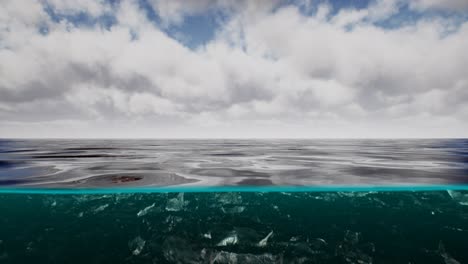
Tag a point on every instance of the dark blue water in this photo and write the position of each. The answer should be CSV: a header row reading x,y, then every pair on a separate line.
x,y
234,201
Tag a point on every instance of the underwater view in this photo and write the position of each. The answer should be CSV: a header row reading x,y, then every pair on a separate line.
x,y
233,201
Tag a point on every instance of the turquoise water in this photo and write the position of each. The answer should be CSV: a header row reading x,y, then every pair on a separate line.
x,y
234,227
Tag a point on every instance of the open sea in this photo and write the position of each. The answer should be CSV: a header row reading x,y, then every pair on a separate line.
x,y
234,201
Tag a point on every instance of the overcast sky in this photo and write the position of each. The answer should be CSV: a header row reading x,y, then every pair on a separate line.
x,y
233,69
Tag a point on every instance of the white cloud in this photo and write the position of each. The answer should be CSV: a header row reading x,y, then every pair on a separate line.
x,y
268,72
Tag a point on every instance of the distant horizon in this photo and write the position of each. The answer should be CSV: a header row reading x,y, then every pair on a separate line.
x,y
234,69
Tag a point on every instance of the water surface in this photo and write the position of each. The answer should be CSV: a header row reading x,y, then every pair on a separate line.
x,y
213,163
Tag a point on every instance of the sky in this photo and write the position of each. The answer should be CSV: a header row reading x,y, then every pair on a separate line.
x,y
233,69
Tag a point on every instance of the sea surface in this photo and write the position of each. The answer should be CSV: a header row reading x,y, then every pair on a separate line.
x,y
234,201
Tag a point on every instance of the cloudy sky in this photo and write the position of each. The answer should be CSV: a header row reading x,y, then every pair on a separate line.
x,y
233,69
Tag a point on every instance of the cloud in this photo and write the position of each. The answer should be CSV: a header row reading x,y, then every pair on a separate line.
x,y
271,70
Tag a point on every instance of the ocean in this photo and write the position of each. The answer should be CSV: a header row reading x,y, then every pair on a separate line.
x,y
234,201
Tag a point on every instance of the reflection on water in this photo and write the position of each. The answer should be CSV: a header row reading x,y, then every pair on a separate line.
x,y
132,163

+++

→ Exercise brief: Be exact. Write out all the entries and omit the pictures.

→ Expected answer:
Tag a point on every instance of the dark blue water in this photo and write the position of each. The answer should be CSV: a header row reading x,y, then every pair on a separate line.
x,y
234,201
Tag a point on every instance of the underwater view in this photo and write the position of each. The answer should be CSV: a header row reading x,y, then every pair on a separate line.
x,y
233,201
Tag a point on every instance of the turquoise water in this photo and write the position of each. The answer should be CSV: a header row reading x,y, then every pair on a separate line.
x,y
234,227
Tag a point on every instance of the open sea in this photo and write the position of each. The answer should be CSV: a header row reading x,y, then every pair on a separate line.
x,y
234,201
Tag a point on every instance of the overcast sky in this photo and write the position of each. The answer should be CSV: a header row reading x,y, then every pair on a separate line.
x,y
233,69
Tag a point on every instance of the white cloud in this photo and write the position of each. The answer should be CSV: a header row reading x,y, then every pair on a separate line.
x,y
268,72
Tag a point on every instance of the distant horizon in this photo and write the position of each. The answer should be CSV: a header row reading x,y, then every pair on a separate line.
x,y
234,69
Tag a point on every instance of the water surface in this photo and write the position of each. The answer should be CSV: a header row reading x,y, then every pair on a separate line.
x,y
213,163
Tag a point on every instance of the sky in this photo and write the position of each. The answer should be CSV: a header row reading x,y, then every pair on a separate line.
x,y
233,69
Tag a point on every instance of the sea surface in this photo and write the position of each. The answer should be CSV: a header row reading x,y, then every pair on a separate line.
x,y
234,201
Tag a point on every instance of the cloudy sky in this photo and write the position of each. The answer should be CSV: a header row reading x,y, then every pair on a separate line.
x,y
233,69
Tag a point on every instance of the cloud in this photo and write the position of each. The answer should be CSV: a header row reading x,y, then every pair on a separate line.
x,y
271,70
Tag a point on every instance of the ocean in this photo and write the position of each. The answer should be CSV: a header row reading x,y, then every pair on a separate line.
x,y
234,201
Tag a point on every instance of the reflection on water in this photo and write the position of each. The answer should be CSV: a header row reading x,y, then every pair on a separate line.
x,y
132,163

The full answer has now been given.